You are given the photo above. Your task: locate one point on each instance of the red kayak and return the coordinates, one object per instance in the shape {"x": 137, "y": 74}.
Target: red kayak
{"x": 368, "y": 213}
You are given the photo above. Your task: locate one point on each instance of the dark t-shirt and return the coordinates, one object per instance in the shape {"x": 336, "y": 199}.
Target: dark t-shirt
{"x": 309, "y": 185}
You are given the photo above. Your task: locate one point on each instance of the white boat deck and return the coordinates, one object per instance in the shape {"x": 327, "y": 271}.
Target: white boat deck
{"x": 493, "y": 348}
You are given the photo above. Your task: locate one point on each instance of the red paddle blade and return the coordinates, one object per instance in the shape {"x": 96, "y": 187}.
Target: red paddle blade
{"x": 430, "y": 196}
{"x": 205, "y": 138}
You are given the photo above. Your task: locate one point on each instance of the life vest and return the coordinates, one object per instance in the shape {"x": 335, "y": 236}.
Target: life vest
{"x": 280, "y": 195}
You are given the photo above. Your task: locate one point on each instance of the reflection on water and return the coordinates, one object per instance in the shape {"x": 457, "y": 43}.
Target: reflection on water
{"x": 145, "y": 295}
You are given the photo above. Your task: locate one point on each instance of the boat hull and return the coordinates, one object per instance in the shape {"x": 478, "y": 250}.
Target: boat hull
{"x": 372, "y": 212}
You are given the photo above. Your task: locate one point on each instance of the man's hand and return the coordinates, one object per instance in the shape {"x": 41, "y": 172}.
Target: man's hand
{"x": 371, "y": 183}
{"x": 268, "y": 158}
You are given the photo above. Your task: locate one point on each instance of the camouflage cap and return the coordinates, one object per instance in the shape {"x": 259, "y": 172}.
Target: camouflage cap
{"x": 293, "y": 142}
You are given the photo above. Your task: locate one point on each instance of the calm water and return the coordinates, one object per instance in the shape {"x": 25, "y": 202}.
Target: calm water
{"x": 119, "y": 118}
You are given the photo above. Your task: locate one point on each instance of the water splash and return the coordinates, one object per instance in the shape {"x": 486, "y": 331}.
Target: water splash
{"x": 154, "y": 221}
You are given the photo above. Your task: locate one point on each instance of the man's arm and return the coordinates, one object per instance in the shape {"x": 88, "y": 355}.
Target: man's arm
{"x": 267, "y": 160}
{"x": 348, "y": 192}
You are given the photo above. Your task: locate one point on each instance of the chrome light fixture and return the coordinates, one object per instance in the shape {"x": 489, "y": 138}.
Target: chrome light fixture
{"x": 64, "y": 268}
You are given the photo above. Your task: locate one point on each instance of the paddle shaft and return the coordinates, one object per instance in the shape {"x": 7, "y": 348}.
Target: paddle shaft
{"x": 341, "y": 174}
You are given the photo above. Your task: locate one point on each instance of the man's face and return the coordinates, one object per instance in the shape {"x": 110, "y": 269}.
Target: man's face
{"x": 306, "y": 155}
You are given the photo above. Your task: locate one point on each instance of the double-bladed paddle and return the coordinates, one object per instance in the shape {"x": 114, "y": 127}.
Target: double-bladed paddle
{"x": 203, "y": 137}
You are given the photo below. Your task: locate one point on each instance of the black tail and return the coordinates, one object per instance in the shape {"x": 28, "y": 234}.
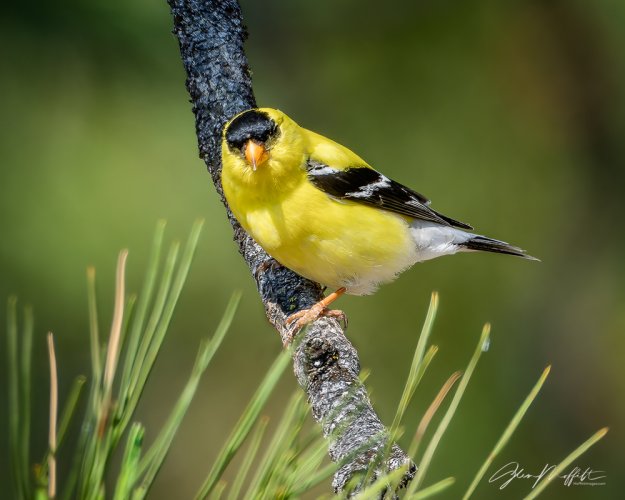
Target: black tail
{"x": 490, "y": 245}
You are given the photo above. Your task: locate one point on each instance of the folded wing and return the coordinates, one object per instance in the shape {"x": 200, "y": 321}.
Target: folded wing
{"x": 365, "y": 185}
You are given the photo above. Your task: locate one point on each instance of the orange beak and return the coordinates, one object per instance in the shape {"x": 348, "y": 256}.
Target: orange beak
{"x": 255, "y": 154}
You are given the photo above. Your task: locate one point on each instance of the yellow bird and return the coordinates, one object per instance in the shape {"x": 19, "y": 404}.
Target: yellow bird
{"x": 322, "y": 211}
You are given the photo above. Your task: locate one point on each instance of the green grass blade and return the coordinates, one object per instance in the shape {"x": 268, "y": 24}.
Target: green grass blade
{"x": 156, "y": 454}
{"x": 20, "y": 481}
{"x": 453, "y": 406}
{"x": 557, "y": 471}
{"x": 66, "y": 417}
{"x": 507, "y": 433}
{"x": 382, "y": 484}
{"x": 94, "y": 335}
{"x": 416, "y": 371}
{"x": 434, "y": 489}
{"x": 129, "y": 468}
{"x": 430, "y": 412}
{"x": 248, "y": 459}
{"x": 146, "y": 363}
{"x": 145, "y": 298}
{"x": 285, "y": 432}
{"x": 304, "y": 477}
{"x": 245, "y": 423}
{"x": 26, "y": 386}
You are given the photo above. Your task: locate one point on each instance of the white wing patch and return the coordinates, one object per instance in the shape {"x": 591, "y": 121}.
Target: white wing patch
{"x": 435, "y": 240}
{"x": 369, "y": 190}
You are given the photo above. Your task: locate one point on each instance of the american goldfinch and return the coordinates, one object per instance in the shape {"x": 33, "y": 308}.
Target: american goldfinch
{"x": 322, "y": 211}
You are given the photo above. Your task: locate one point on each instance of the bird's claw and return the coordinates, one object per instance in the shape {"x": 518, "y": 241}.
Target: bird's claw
{"x": 296, "y": 321}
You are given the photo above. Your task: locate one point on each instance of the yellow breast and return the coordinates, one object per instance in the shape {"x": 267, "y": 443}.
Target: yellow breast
{"x": 332, "y": 242}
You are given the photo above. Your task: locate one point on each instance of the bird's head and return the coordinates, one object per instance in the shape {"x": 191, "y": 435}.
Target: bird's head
{"x": 252, "y": 135}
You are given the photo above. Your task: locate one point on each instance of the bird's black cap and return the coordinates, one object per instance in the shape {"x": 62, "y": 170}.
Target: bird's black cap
{"x": 252, "y": 124}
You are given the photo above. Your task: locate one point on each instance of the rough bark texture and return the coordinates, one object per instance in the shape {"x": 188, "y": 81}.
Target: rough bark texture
━━━━━━━━━━━━━━━━
• [What you need to do] In the entries above, please find the line with "Target: chrome light fixture" and the line with "of the paddle", then write out exactly those two lines and every line between them, and nothing more.

• [Result for this exercise]
Target: chrome light fixture
{"x": 64, "y": 268}
You are given the photo above. Your task: locate one point on each instance of the paddle shaft and return the coordinates, one object per instance in the shape {"x": 7, "y": 348}.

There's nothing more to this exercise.